▶ [ESERCIZIO SCRITTO A] Ricopia, per favore, il passo dell'articolo a partire da "Il paesaggio è" e fino a "esso dialetticamente connessa.".
▶ [ESERCIZIO SCRITTO B] Stabilisci se ciascuna affermazione concorda con l'articolo: rispondi sì o no e cita alla lettera le parole che lo decidono. (i) Il Modello Standard ha trenta parametri apparentemente indipendenti. (ii) Susskind afferma di conoscere un'equazione che descrive il principio organizzatore del suo libro. (iii) Secondo Susskind gli universi-bolla sono possibilità ipotetiche.

▶ [ARTICOLO]
▼▼▼

Concludiamo con l'"EPILOGO" del libro di Susskind: "Il Modello Standard è talmente complicato -con i suoi trenta parametri apparentemente indipendenti, la sua inspiegata replicazione delle famiglie di particelle, e forze la cui intensità varia a seconda dei casi- che la sua versione in teoria delle stringhe avrà sicuramente la complicazione e la ridondanza degna del miglior Rube Goldeberg.

Per il mio gusto personale, l'eleganza e la semplicità si possono trovare talvolta in princìpi che non si prestano a essere espressi in equazioni. Non conosco alcuna equazione più elegante dei due princìpi alla base della teoria di Darwin: la mutazione casuale e la competizione. Questo libro parla di un principio organizzatore che è anche più semplice (sic!). Penso che meriti di essere chiamato elegante, ma, ripeto, non so trovare un'equazione che lo descriva, solo uno slogan: "Un paesaggio di possibilità popolato da un megaverso di realtà locali"."

Il paesaggio è solo un elenco di tutte le configurazioni possibili di un ipotetico universo, chiarisce Susskind, sottolineando che "Gli universi-bolla che lo popolano sono luoghi realmente esistenti, non possibilità ipotetiche". Possiamo quindi concludere che l'autore, nonostante un'impostazione da matematico puro, con la testa piena di modelli convenzionali e fittizi, ha dovuto, infine, ammettere l'esistenza della realtà dei molti mondi (universi) possibili, del quale il nostro è soltanto uno dei tanti. E, con questa realtà ha dovuto ammettere anche il Caso senza però essere consapevole della Necessità ad esso dialetticamente connessa.

▲▲▲

▶ [MATERIALE]
▼▼▼

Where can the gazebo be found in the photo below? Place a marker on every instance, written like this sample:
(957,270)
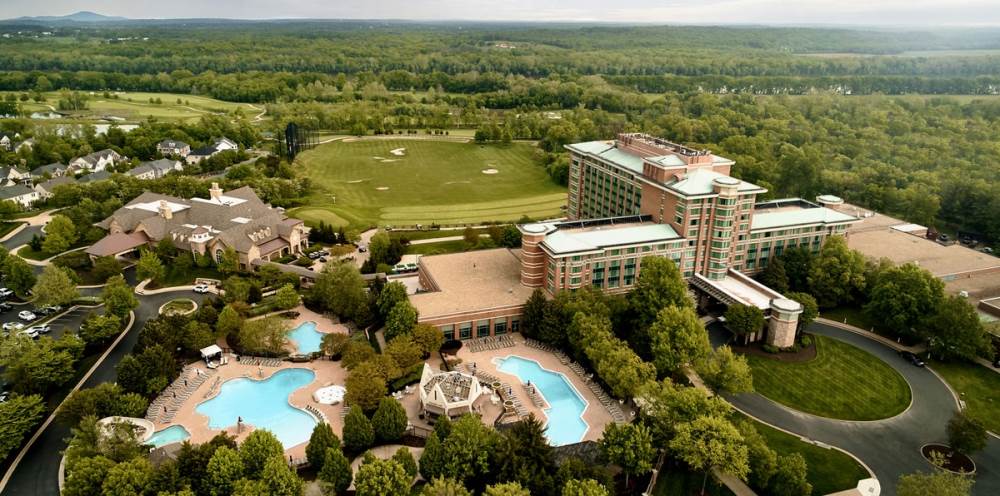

▲▲▲

▶ [RISPOSTA A]
Il paesaggio è solo un elenco di tutte le configurazioni possibili di un ipotetico universo, chiarisce Susskind, sottolineando che "Gli universi-bolla che lo popolano sono luoghi realmente esistenti, non possibilità ipotetiche". Possiamo quindi concludere che l'autore, nonostante un'impostazione da matematico puro, con la testa piena di modelli convenzionali e fittizi, ha dovuto, infine, ammettere l'esistenza della realtà dei molti mondi (universi) possibili, del quale il nostro è soltanto uno dei tanti. E, con questa realtà ha dovuto ammettere anche il Caso senza però essere consapevole della Necessità ad esso dialetticamente connessa.

▶ [RISPOSTA B]
(i) Sì: "con i suoi trenta parametri apparentemente indipendenti".
(ii) No: "non so trovare un'equazione che lo descriva".
(iii) No: "Gli universi-bolla che lo popolano sono luoghi realmente esistenti, non possibilità ipotetiche".